VORLIEGENDER AUSZUG
==========

Leicht veränderte Fassung der Erstveröffentlichung in: ROSA – Die Zeitschrift für Geschlechterforschung 2010, 40: S. 4-7.


Online-Stellung 28.7.2010

 

 

Exotismus.

«Get into the mystery ...» der Verflechtung von Rassismus und Sexismus

von Chandra-Milena Danielzik und Daniel Bendix

Kritische Weißseinsforschung geht davon aus, dass Rassismus ein Problem von Weißen ist und beschäftigt sich konsequenterweise mit der Konstruktion von Weißsein, um die Wirkungsweise von Rassismus offen zu legen. Eine solche Blickverschiebung ermöglicht es, dem Phänomen des Exotismus auf die Spur zu kommen: Dieser geriert sich als harmlose Faszination für das «Fremde», ist aber in seiner unweigerlichen Verquickung mit Sexismus essentieller Bestandteil von rassistischen Denk- und Handlungsweisen.

Vor einiger Zeit startete die Eiscreme-Marke Häagen Dazs eine Werbekampagne, in der potenzielle Kund/innen aufgefordert wurden, «ihre Zunge auf Reisen gehen zu lassen» und sich in «das Geheimnis Westafrikas zu begeben» (siehe Abbildung 1). Eine rassismuskritische Auseinandersetzung mit dieser Werbung könnte danach fragen, inwieweit die Schwarze1 Frau in Analogie zum Eis als ein «Exotik» und Abenteuer versprechendes Konsumgut angeboten und somit zum Objekt rassistischer Zuschreibungen wird. Was passiert aber nun, wenn man sich das Werbeplakat als Bühne vorstellt und einen Blick vor und hinter die Kulissen wagt? Durch die Blickerweiterung treten nun sowohl die Produzent/innen und Konsument/innen der Werbung in Erscheinung als auch die gesellschaftlichen Strukturen, in denen eine solche Werbung überhaupt erst Wirkung erzielen kann. Es werden nicht mehr lediglich die durch Rassismus Diskriminierten zum Thema gemacht, sondern ebenso die Personen und Gruppen, die rassistische Bilder und dadurch rassifizierte Identitäten schaffen und davon profitieren. Das Anliegen der so genannten Kritischen Weißseinsforschung (KWF) ist es, Weißsein – im Gegensatz zu vereinzelten Weißen Subjekten – ins Visier zu nehmen: Denn Rassismus beschränkt sich weder auf allein stehende «Rassist/innen» und schon gar nicht stellen die von Rassismus diskriminierten Menschen das Problem dar. Im Folgenden geht es uns darum, die Entstehung, Entwicklung und Schwerpunktsetzungen dieser Forschungsperspektive vorzustellen, um auf dieser Grundlage zu erörtern, welche neuen Perspektiven die Kritische Weißseinsforschung auf das Thema «Exotik» zu bieten hat.

==========

AUSGELESENE EINTRÄGE

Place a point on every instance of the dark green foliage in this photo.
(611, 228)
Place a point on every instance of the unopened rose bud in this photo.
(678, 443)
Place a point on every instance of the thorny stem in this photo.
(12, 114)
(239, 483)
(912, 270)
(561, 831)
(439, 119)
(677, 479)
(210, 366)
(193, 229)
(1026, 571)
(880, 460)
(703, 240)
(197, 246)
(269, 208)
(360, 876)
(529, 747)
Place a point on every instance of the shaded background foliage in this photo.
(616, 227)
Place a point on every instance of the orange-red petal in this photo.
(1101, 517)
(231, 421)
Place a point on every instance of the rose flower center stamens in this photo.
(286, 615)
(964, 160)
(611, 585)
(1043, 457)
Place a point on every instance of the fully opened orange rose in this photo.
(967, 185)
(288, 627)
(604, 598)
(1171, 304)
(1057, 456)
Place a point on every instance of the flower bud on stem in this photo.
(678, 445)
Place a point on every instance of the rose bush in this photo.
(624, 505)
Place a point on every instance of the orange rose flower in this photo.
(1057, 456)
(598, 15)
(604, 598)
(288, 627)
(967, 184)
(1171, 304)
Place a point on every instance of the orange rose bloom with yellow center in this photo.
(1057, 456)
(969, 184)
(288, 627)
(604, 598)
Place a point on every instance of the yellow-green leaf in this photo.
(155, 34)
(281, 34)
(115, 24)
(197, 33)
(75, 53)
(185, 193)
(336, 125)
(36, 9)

==========

SCHRIFTLICHE AUFGABEN
1. Gib aus dem Text über Exotismus den Abschnitt von „Kritische Weißseinsforschung geht“ bis „Denk- und Handlungsweisen.“ wortgetreu wieder.
2. Welche Eiscreme-Marke startete laut dem Text über Exotismus die beschriebene Werbekampagne?
3. Schreibe den Text über Exotismus im Anschluss an seinen letzten Satz weiter.

ERGEBNISSE DER AUFGABEN
1.
Kritische Weißseinsforschung geht davon aus, dass Rassismus ein Problem von Weißen ist und beschäftigt sich konsequenterweise mit der Konstruktion von Weißsein, um die Wirkungsweise von Rassismus offen zu legen. Eine solche Blickverschiebung ermöglicht es, dem Phänomen des Exotismus auf die Spur zu kommen: Dieser geriert sich als harmlose Faszination für das «Fremde», ist aber in seiner unweigerlichen Verquickung mit Sexismus essentieller Bestandteil von rassistischen Denk- und Handlungsweisen.

2. Häagen Dazs.

3.
Abbildung 1: Werbung von Häagen-Dazs "Get into the mystery of West Africa" (2003)

Kritische Weißseinsforschung: Entstehung, Entwicklung und Perspektiven

Die derzeitige wissenschaftliche Forschung zu Weißsein hat ihre Basis im jahrhundertealten Expertentum von Schwarzen über Weißsein, das u.a. dem Überleben in durch Rassismus gekennzeichneten Weißen Räumen dient/e. 2 Erste Abhandlungen, die auch in euro-amerikanischen Wissenschaftsinstitutionen Gehör fanden, legte der afro-amerikanische Soziologe W.E.B. DuBois vor einem guten Jahrhundert vor. DuBois nahm die Konturen des aktuellen Forschungsfeldes zum Großteil vorweg: Es ging ihm um die Fragen, wie sich Weißsein als unsichtbare Norm konstruiert, wie Weiße ökonomisch, politisch, kulturell und psychisch von Rassismus profitieren und auch um die Tatsache, dass Weiße die eigene Verstrickung in Rassismus ausblenden und leugnen. Durch den fortwährenden Kampf und Protest von Schwarzen Menschen im Zusammenhang mit den sich akademisch institutionalisierenden Black Studies und Postcolonial Studies wurde in den 1980er und 1990er Jahren in den USA der Weg für die Untersuchung des normierenden Ausgangspunkts von Rassismus geebnet. Ende des 20. Jahrhunderts stieg die Zahl der Studien zu Weißsein und zur Herstellung Weißer Identität exponentiell an, so dass die KWF mittlerweile zu einem international vernetzten Forschungsbereich geworden ist – auch wenn sie weiterhin ein Dasein an der Peripherie der Disziplinen und des akademischen Mainstreams fristet.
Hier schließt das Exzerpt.